Start QUOTED TEXT

Second, Paul is specific in what he is thankful about. In all his letters, he is especially thankful when he hears that people are putting their trust in Jesus, and receiving the salvation that comes only through him. I think it is often helpful to be thankful for little things, like warm biscuits, and fresh cold water, and good friends and a working vehicle. However, none of those things is guaranteed in life. We can be rightly grateful for them. But we may not always have them. But there is one thing that is guaranteed. One thing, if we want it, is ours forever, and can never be taken from us. There is one thing for which we can give thanks, no matter where we are, or what is happening. That one thing is the love of God given in and through Jesus Christ. Every single person, in every time and place, from a cold dungeon to a sumptuous palace, can thank God for his love given to us in Jesus. God’s greatest gift to us is himself. If God is, well, God, then He is simply the greatest, most wonderful thing in the universe. He gives us many other things, but he also gives us what is best: Himself. He does it through Jesus.

I have said before that giving thanks has real spiritual power. One of the primary ways we can truly “take hold of” some of the “abstract” gifts of God (like love, peace, joy and so on) is to thank him for them. So, one of the primary ways to receive more of Jesus in our lives is to thank God for Him. Paul knew that, and did it regularly.

Paul is thankful for their faith in Jesus, and for the love they have for the saints (remember, that means, all Christians) because of the hope laid up for them in heaven. When we put our faith in Jesus, we gain an everlasting hope. One of the results of that hope is that we learn to love the other people who share it. Not too many weeks ago, we spent time thinking about the hope we wait for in the new heavens and the new earth. This is the hope Paul is talking about. The hope of having our sins and mistakes wiped away beyond memory, and being made perfect, to fulfill every purpose for which we were created. The hope of being completely and utterly known, and still loved. The hope of eternal, abundant, fulfilling, joyful life in the New Creation. The hope of being with Jesus, and our other loved ones, forever.

Hope brings people together. This might surprise you, until you think about it. Have you ever been a fan of sports team, hoping your team will win the big game? When the game is on, and you are gathered with others, don’t you feel a kind of fellowship with those who, along with you, hope for your team to do well? You have a warm fellow-feeling, even with people you don’t know, if they root for the same team. Hope creates fellowship. Also, the more important the hope is to you, the stronger you feel fellowship with those who have the same hope. Elsewhere Paul writes this:

5 This hope will not disappoint us, because God’s love has been poured out in our hearts through the Holy Spirit who was given to us. (CSB Romans 5:5)

End QUOTED TEXT
Start MATERIAL SHOWN

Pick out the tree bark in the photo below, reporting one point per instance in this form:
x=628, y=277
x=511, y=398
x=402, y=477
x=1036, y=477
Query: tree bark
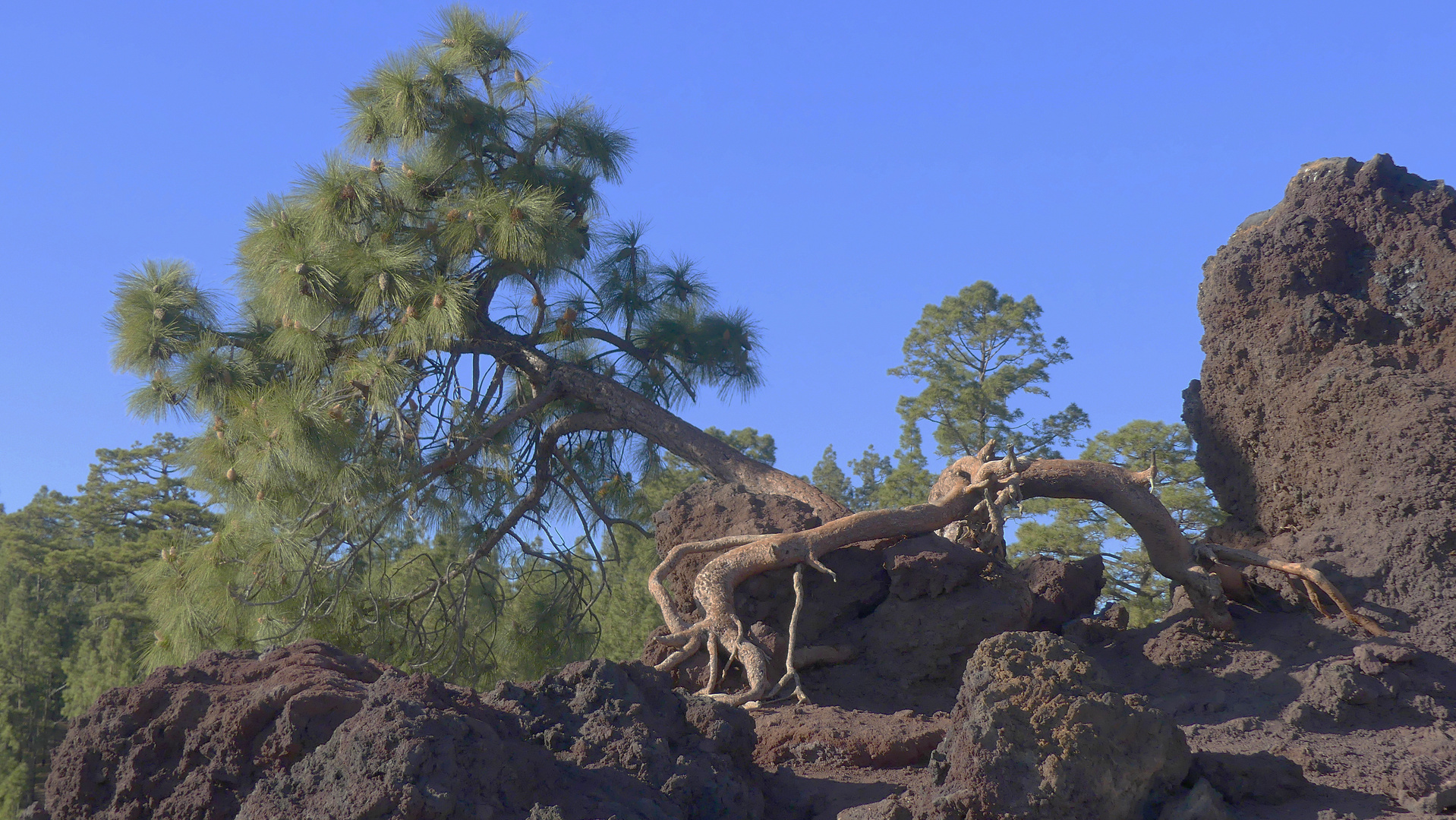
x=658, y=426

End MATERIAL SHOWN

WORK INSTRUCTIONS:
(a) According to the passage on thankfulness, what is God's greatest gift to us?
(b) Print the passage on thankfulness from "I have said" to "did it regularly.".
(c) Decide whether each statement agrees with the passage on thankfulness, and quote the words that settle it: (i) Paul is especially thankful when he hears that people are putting their trust in Jesus. (ii) Warm biscuits and a working vehicle are guaranteed in life. (iii) The verse from Romans is cited from the CSB.

ANSWERS BELOW:
(a) Himself.

(b)
I have said before that giving thanks has real spiritual power. One of the primary ways we can truly “take hold of” some of the “abstract” gifts of God (like love, peace, joy and so on) is to thank him for them. So, one of the primary ways to receive more of Jesus in our lives is to thank God for Him. Paul knew that, and did it regularly.

(c)
(i) Yes: "In all his letters, he is especially thankful when he hears that people are putting their trust in Jesus"
(ii) No: "However, none of those things is guaranteed in life."
(iii) Yes: "(CSB Romans 5:5)"